Material supplied:
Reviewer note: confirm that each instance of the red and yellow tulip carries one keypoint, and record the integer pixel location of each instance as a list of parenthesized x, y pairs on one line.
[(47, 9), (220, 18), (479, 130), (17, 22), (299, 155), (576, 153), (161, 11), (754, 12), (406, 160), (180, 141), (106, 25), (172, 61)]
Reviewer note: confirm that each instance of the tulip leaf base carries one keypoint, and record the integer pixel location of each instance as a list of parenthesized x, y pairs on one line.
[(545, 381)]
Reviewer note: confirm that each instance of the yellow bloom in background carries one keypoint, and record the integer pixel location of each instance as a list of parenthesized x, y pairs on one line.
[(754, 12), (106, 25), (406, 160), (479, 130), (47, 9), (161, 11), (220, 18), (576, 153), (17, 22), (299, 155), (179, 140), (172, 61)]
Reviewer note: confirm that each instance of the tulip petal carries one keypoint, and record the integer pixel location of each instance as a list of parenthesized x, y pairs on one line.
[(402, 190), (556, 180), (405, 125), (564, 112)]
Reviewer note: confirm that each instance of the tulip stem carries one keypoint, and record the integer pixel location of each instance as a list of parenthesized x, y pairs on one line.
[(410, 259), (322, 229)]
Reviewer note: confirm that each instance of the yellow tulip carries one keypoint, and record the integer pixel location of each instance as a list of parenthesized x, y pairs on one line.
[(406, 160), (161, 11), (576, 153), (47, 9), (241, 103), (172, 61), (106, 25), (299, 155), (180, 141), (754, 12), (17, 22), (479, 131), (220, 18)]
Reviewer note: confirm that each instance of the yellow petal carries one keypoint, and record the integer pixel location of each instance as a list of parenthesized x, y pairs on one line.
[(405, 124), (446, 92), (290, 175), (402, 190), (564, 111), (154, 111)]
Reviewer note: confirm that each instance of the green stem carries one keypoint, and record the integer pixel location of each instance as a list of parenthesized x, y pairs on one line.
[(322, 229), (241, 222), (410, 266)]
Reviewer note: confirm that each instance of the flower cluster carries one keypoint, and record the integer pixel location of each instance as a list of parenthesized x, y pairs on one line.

---

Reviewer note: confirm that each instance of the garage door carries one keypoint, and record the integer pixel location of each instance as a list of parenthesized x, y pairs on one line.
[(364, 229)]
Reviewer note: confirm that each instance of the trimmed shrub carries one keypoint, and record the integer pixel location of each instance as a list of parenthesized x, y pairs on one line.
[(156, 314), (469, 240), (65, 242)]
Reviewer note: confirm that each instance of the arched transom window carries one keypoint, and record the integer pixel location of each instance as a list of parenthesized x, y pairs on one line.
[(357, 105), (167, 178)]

...

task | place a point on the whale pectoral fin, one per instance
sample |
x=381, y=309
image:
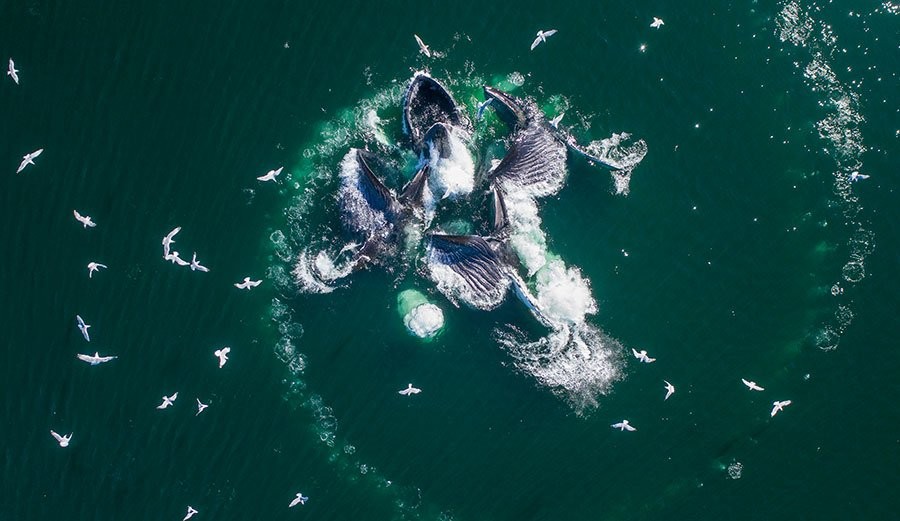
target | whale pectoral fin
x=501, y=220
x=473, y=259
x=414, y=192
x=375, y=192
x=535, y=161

Exercise details:
Return only the part of the records above that opens with the line containing "Reviewer note: confirm that each instance of the green" and closes with the line containing "Reviewer note: confirm that each instance of the flower", ends included.

Exercise solution:
Reviewer note: confirm that each instance of the green stem carries one keypoint, and record the integer pixel location of each instance as a list of parenthesized x, y pairs on one line.
[(322, 229), (241, 222), (410, 266)]
Reviewer note: confirm that each instance of the flower cluster carries one keypoint, and record the integer pixel location of each instance as a list of parenthesized x, y pairs on one line.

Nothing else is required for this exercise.